__YOUR OBJECTIVE__:
Put the lines below into a JSON list of strings, with one string for each line and no blank lines.

__RECORD EXTRACTS__:
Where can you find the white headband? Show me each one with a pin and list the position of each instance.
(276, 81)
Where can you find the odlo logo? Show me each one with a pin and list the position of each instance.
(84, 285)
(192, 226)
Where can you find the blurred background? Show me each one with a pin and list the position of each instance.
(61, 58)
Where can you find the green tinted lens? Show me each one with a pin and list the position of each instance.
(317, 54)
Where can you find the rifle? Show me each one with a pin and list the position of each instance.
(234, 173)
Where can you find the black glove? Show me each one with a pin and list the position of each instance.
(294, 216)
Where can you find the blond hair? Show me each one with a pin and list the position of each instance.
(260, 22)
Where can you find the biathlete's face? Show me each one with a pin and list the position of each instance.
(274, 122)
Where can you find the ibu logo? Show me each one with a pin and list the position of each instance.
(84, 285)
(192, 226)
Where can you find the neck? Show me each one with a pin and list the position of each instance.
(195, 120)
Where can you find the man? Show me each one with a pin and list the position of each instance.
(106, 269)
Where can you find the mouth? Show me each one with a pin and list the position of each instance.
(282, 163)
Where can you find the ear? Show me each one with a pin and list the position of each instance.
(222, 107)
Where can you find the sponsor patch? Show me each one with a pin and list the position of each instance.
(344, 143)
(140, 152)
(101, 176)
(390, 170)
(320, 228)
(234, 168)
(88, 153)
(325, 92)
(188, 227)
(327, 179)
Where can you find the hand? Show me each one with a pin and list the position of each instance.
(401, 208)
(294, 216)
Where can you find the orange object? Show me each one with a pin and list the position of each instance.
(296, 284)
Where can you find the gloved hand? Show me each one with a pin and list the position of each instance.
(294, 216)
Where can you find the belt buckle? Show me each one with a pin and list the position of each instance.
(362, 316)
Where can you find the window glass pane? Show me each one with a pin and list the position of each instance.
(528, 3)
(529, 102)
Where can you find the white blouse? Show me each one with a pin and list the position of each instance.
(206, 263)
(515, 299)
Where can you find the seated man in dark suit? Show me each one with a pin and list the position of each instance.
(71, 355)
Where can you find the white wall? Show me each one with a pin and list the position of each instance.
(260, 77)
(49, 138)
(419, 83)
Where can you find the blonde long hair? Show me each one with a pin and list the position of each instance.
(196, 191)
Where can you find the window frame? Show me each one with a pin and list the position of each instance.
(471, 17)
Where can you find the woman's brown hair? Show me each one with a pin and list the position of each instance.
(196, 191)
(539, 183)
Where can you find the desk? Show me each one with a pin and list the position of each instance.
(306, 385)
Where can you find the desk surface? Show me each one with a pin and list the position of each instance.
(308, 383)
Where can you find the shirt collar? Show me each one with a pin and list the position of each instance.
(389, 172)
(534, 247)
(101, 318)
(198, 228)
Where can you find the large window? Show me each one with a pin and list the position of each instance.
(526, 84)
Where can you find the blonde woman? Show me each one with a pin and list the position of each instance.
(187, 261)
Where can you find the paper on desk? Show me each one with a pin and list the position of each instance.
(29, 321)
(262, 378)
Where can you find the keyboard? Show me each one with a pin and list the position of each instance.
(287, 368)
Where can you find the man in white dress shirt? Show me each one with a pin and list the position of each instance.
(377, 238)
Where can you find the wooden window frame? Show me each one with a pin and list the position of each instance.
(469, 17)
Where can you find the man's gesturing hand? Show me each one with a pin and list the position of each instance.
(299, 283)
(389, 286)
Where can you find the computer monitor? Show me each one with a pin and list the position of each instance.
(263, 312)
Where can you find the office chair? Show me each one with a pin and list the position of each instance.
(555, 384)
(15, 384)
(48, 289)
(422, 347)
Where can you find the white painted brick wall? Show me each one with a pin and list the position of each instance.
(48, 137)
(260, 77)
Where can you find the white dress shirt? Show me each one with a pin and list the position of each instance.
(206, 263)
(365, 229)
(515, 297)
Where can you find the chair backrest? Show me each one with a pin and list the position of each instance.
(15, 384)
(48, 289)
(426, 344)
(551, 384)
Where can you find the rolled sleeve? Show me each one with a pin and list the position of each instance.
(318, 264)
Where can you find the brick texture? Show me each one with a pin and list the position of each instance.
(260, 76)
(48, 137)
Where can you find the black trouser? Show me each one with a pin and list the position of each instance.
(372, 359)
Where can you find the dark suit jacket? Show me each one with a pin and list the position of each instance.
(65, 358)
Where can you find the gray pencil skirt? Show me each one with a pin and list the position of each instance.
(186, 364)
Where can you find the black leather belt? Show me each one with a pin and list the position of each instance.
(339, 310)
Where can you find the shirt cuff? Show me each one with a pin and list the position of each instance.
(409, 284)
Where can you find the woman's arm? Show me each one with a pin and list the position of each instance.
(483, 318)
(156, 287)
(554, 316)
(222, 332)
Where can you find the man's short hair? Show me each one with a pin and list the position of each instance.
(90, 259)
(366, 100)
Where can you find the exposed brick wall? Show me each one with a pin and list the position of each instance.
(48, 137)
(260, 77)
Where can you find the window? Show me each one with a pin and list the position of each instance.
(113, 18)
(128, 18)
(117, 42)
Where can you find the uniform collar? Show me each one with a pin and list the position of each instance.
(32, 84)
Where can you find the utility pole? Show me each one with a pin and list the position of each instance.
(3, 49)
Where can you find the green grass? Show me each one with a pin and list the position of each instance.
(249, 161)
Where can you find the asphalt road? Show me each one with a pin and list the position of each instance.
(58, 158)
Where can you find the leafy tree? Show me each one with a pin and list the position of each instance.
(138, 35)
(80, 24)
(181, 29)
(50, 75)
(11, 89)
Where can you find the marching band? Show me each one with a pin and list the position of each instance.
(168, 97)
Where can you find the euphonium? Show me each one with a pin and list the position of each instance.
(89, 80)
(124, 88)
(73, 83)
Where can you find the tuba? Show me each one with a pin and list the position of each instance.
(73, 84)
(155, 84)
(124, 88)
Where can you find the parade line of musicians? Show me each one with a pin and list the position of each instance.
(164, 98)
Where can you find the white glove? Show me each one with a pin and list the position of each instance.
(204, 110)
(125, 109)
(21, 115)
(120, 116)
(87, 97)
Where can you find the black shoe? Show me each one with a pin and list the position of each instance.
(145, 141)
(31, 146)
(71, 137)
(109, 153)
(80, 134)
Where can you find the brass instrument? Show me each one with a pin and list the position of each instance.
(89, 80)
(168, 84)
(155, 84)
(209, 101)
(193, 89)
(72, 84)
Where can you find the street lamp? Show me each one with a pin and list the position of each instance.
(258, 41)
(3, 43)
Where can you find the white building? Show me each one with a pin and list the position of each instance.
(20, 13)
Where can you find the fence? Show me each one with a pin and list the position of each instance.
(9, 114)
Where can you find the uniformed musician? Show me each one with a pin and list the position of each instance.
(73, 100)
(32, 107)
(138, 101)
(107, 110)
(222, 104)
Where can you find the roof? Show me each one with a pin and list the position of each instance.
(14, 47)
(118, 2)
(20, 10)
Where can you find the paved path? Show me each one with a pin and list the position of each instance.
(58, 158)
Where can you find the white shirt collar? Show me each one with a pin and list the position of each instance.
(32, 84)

__IN RESPONSE__:
[
  "Where can you find the white headband? Show me each one with a pin and list the position of each instance.",
  "(276, 81)",
  "Where can you find the odlo logo? Show me each one with a pin and list the position of each instance.",
  "(84, 285)",
  "(192, 226)",
  "Where can you find the blurred background? Show me each one with a pin and list the position of each instance.",
  "(61, 58)",
  "Where can you find the green tinted lens? Show me each one with a pin and list the position of each instance.",
  "(317, 54)",
  "Where can you find the rifle? Show me each one with a pin and list the position of each instance.",
  "(234, 173)",
  "Where can you find the black glove? Show me each one with a pin and list the position of each instance.",
  "(294, 216)",
  "Where can you find the blond hair? Show me each one with a pin and list the position of each instance.",
  "(260, 22)",
  "Where can you find the biathlete's face? Show me each one with a pin and list the position of each instance.",
  "(274, 122)",
  "Where can you find the ibu logo? Show me each one with a pin and list the position of each instance.",
  "(84, 285)",
  "(192, 226)",
  "Where can you find the neck? Show me each one with a pin and list the position of each instance.",
  "(195, 120)",
  "Where can you find the man? Show me each one with a pin and list the position of each instance.",
  "(106, 269)",
  "Where can you find the mouth? Show me each one with a pin and list the position of each instance.",
  "(282, 163)",
  "Where can you find the ear? Show me each one with a pin and list the position of each instance.",
  "(222, 107)",
  "Where can you find the sponsor patch? Show me each one with a pin and list the position of each instance.",
  "(344, 143)",
  "(140, 152)",
  "(101, 176)",
  "(390, 170)",
  "(320, 228)",
  "(234, 168)",
  "(88, 153)",
  "(325, 92)",
  "(188, 227)",
  "(327, 179)",
  "Where can you find the hand? Show me each one with a pin and list the position of each instance.",
  "(401, 208)",
  "(294, 216)",
  "Where can you find the orange object? Show me each one with a pin and list the position of each instance.",
  "(296, 284)",
  "Where can you find the gloved hand? Show me each one with a pin and list the position of each instance.",
  "(294, 216)",
  "Where can you find the belt buckle? Show me each one with a pin and list the position of each instance.",
  "(362, 316)",
  "Where can you find the window glass pane? Show me each one with a pin and list the position of each instance.",
  "(528, 3)",
  "(529, 102)",
  "Where can you find the white blouse? Show me each one with a pin and list the position of each instance.",
  "(206, 263)",
  "(515, 299)",
  "Where can you find the seated man in dark suit? Show me each one with a pin and list the position of each instance.",
  "(71, 355)",
  "Where can you find the white wall? Show me each one with a pin and list the position of each instance.",
  "(260, 77)",
  "(49, 138)",
  "(419, 83)",
  "Where can you find the blonde long hair? Show me each one with a pin and list the position of each instance.",
  "(196, 191)",
  "Where can you find the window frame? Show me each one with a pin and list the position of each instance.",
  "(471, 17)",
  "Where can you find the woman's brown hair? Show me each one with a pin and list the position of each instance.",
  "(196, 191)",
  "(539, 183)",
  "Where can you find the desk? Show me each one with a pin and list the position of each instance.",
  "(306, 385)",
  "Where can you find the desk surface? Show me each one with a pin and list the position of each instance.",
  "(308, 383)",
  "Where can you find the shirt collar? Show me each one with a pin and list the position of each instance.",
  "(389, 172)",
  "(534, 247)",
  "(101, 318)",
  "(198, 228)",
  "Where can you find the large window? Show me each one with a pin and list the position of each instance.",
  "(526, 84)",
  "Where can you find the blonde woman? Show me each one with a pin and list the position of each instance.",
  "(187, 261)",
  "Where can you find the paper on desk? Show me each one with a pin and list the position of each instance.",
  "(29, 321)",
  "(262, 378)",
  "Where can you find the keyboard? Show me each one with a pin and list the position of each instance.",
  "(287, 368)",
  "Where can you find the man in white dress shirt? Show me each one with a pin and list the position of each instance.",
  "(377, 238)",
  "Where can you find the wooden window frame? Show me each one with a pin and list the position of each instance.",
  "(469, 17)",
  "Where can you find the man's gesturing hand? Show me each one with a pin and list the position of each instance.",
  "(299, 283)",
  "(389, 286)",
  "Where can you find the computer monitor? Show me each one with a pin and list the position of each instance.",
  "(263, 312)",
  "Where can you find the office chair? Show me each one with a pin and list the position of each instance.",
  "(555, 384)",
  "(15, 384)",
  "(48, 289)",
  "(422, 347)",
  "Where can you find the white painted brick wall? Show me each one with a pin and list the position of each instance.",
  "(48, 137)",
  "(260, 77)",
  "Where can you find the white dress shirt? Show me each one with a pin and list the position of each instance.",
  "(206, 263)",
  "(365, 229)",
  "(515, 297)",
  "Where can you find the chair backrest? Show me each one with a pin and list the position of each instance.",
  "(15, 384)",
  "(48, 289)",
  "(426, 344)",
  "(551, 384)",
  "Where can you find the rolled sleeve? Show me each one with a pin and list the position of each instance.",
  "(318, 264)",
  "Where can you find the brick texture? Show me each one with a pin and list the position of each instance.",
  "(260, 76)",
  "(48, 137)",
  "Where can you find the black trouser? Show me each one with a pin and list the position of each instance.",
  "(372, 359)",
  "Where can you find the dark suit jacket? Show me each one with a pin and list the position of each instance.",
  "(65, 358)",
  "Where can you find the gray pencil skirt? Show me each one with a pin and list the position of each instance.",
  "(186, 364)",
  "Where can you find the black leather belt? Show me each one with a pin and list the position of each instance.",
  "(339, 310)",
  "Where can you find the shirt cuff? Show me each one with a pin and list the position of each instance.",
  "(409, 284)",
  "Where can you find the woman's arm? Show me each one with a pin and list the position of each instance.",
  "(483, 318)",
  "(156, 287)",
  "(554, 316)",
  "(222, 332)",
  "Where can you find the man's short hair? Show me each one with a pin and list the position of each instance.",
  "(90, 259)",
  "(366, 100)",
  "Where can you find the exposed brick wall? Show me each one with a pin and list the position of each instance.",
  "(48, 137)",
  "(260, 77)",
  "Where can you find the window? Show me each one with a pin and list the position of each instance.",
  "(113, 18)",
  "(128, 18)",
  "(117, 42)",
  "Where can you find the uniform collar? Show me each one with a pin and list the position of each instance.",
  "(32, 84)",
  "Where can you find the utility pole? Show me each one with a pin and list the position of each instance.",
  "(3, 49)",
  "Where can you find the green grass? Show me each one with a pin and list the position of each instance.",
  "(249, 161)",
  "Where can you find the asphalt road? Show me each one with a pin and list the position of each instance.",
  "(58, 158)",
  "Where can you find the leafy tree? Show me each one with a pin and list the position of each instance.",
  "(138, 35)",
  "(80, 24)",
  "(181, 29)",
  "(50, 75)",
  "(11, 89)",
  "Where can you find the marching band? Show me each one with a pin and list the position of each instance.",
  "(168, 97)",
  "Where can you find the euphonium? Show me each one with a pin and list the position of each instance.",
  "(89, 80)",
  "(124, 88)",
  "(73, 83)",
  "Where can you find the tuba? Show me each one with a pin and list the position of each instance.",
  "(73, 84)",
  "(155, 84)",
  "(124, 88)",
  "Where can you find the parade line of musicians? Show me each one with a pin and list the position of each instance.",
  "(164, 98)",
  "Where can you find the white glove? Show me each one with a pin and list the position of each instance.",
  "(204, 110)",
  "(125, 109)",
  "(21, 115)",
  "(120, 116)",
  "(87, 97)",
  "Where can you find the black shoe? Show me each one with a pin and list the position of each instance.",
  "(145, 141)",
  "(31, 146)",
  "(71, 137)",
  "(109, 153)",
  "(80, 134)",
  "Where can you find the brass instrument? Show me each one with a pin and list the position of each instance.",
  "(89, 80)",
  "(168, 84)",
  "(155, 84)",
  "(209, 101)",
  "(193, 89)",
  "(72, 84)",
  "Where can you find the street lamp? Show me each one with a pin and list the position of each instance.",
  "(258, 41)",
  "(3, 43)",
  "Where can you find the white building? Show me each one with a pin and list the position of each instance.",
  "(20, 13)",
  "Where can you find the fence? Show me each one with a pin and list the position of each instance.",
  "(9, 114)",
  "Where can you find the uniformed musician? Show me each one with a pin and list the position of each instance.",
  "(73, 100)",
  "(32, 107)",
  "(138, 101)",
  "(107, 110)",
  "(222, 104)",
  "Where can you find the roof? Show me each one with a pin and list the position of each instance.",
  "(14, 47)",
  "(118, 2)",
  "(20, 10)",
  "Where can you find the paved path? Show me each one with a pin and list the position of each instance.",
  "(58, 158)",
  "Where can you find the white shirt collar? Show me each one with a pin and list the position of each instance.",
  "(32, 84)"
]